(begin)
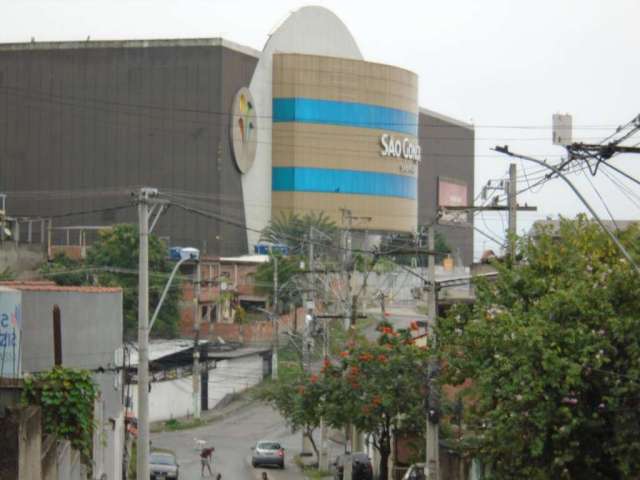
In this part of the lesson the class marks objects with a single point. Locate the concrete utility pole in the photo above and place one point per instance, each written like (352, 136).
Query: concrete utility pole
(432, 465)
(144, 197)
(346, 264)
(196, 341)
(512, 204)
(274, 322)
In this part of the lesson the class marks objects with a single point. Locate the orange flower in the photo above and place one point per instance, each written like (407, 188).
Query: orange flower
(365, 357)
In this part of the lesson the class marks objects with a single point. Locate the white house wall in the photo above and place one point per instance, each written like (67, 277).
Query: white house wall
(173, 398)
(233, 376)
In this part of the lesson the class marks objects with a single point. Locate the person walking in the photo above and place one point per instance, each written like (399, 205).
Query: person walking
(205, 459)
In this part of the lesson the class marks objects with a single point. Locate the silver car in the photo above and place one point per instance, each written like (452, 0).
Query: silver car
(163, 465)
(267, 452)
(415, 472)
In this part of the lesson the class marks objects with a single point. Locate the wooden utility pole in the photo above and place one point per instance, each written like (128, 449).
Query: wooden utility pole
(143, 333)
(274, 322)
(512, 204)
(196, 341)
(432, 465)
(end)
PROBLEM TO WORK ON: Lay out the entries as a two-column CSV with the headers instruction and response, one row per entry. Begin at the line that contains "like (452, 0)." and end at the close of the entries, with both ends included. Place each field in double quotation marks and replace any line breaks with spaces.

SOLUTION TO THIS EXERCISE:
instruction,response
"In this part of the lesson the class marks objects with a single point. Locate the silver car in the photo above and place one point per instance, each written like (452, 0). Query: silver car","(163, 465) (267, 452) (415, 472)"
"In this part of the lesson the class marks objects with a single point. Locate the wooden utility pole in the photo above and place one point per instance, each written like (128, 449). Query: wooden utility pole","(143, 333) (274, 322) (512, 204) (196, 341) (432, 465)"